====== Raw data

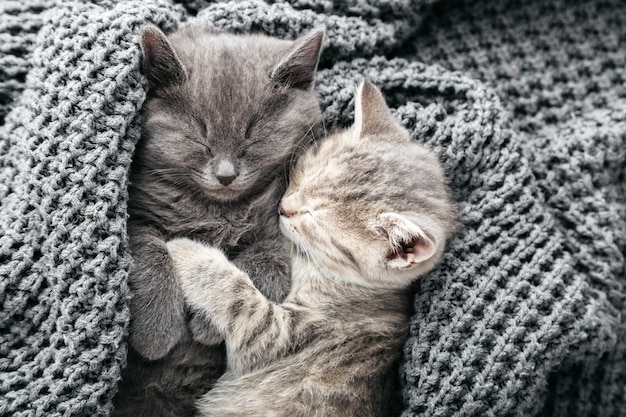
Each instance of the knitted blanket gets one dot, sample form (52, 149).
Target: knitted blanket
(524, 102)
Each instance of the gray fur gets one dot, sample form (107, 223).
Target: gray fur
(225, 118)
(331, 348)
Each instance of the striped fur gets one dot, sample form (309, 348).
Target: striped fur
(362, 223)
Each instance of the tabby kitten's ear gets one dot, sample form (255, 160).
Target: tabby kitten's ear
(372, 117)
(409, 245)
(297, 69)
(161, 65)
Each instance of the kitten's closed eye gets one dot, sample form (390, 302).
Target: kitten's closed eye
(206, 147)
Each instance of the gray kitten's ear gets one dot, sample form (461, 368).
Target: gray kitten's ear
(297, 69)
(160, 62)
(409, 245)
(372, 117)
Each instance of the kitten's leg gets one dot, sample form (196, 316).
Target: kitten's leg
(157, 304)
(256, 330)
(202, 330)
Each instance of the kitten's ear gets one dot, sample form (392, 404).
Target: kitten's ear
(160, 62)
(297, 69)
(372, 117)
(409, 245)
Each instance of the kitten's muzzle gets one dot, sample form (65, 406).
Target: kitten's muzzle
(226, 172)
(281, 210)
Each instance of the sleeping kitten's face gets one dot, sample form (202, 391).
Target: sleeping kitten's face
(226, 113)
(367, 204)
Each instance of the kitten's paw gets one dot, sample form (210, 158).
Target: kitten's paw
(198, 267)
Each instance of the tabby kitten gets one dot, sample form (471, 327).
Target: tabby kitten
(225, 117)
(365, 214)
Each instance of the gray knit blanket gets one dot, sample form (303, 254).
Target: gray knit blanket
(524, 102)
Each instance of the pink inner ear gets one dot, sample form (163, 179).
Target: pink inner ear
(418, 250)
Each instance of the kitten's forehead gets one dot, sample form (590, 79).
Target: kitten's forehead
(228, 76)
(372, 176)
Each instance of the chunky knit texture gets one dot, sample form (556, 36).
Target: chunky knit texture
(525, 102)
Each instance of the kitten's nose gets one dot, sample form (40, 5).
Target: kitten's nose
(225, 179)
(225, 172)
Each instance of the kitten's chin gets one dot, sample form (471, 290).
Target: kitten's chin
(225, 194)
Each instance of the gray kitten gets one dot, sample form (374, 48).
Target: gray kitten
(225, 117)
(365, 214)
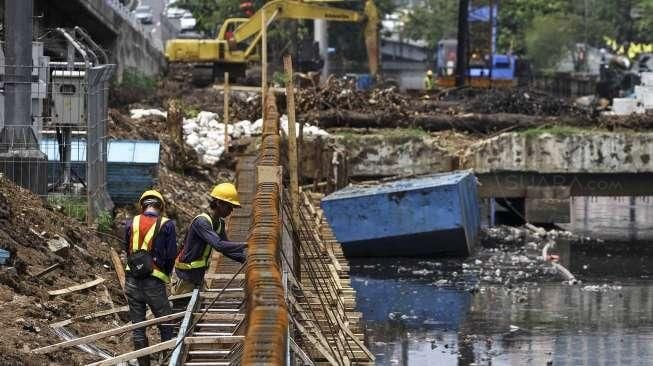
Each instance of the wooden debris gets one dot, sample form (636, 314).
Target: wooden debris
(46, 270)
(107, 333)
(79, 287)
(135, 354)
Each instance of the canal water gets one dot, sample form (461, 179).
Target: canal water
(415, 315)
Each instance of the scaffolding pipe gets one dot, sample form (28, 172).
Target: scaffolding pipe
(18, 38)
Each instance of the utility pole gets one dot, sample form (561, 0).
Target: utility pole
(20, 158)
(463, 39)
(321, 36)
(17, 132)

============

Scale the entries from the line holding "Each instance of the scaffolding" through the end of the entries, inclusive. Write those lines out again, requests included, with every point coordinate in the answers multiplied by 0.95 and rounded to a whole number, halves up, and the numbers in the requests and their sample forms left unchanged.

[Full response]:
Each instance of the scaffolding pipe gets one dot, sample form (28, 172).
Target: scaffolding pipe
(17, 36)
Each instance of the utility pole gets one dot, sample form (561, 0).
Target: utility pole
(19, 150)
(440, 37)
(305, 34)
(16, 125)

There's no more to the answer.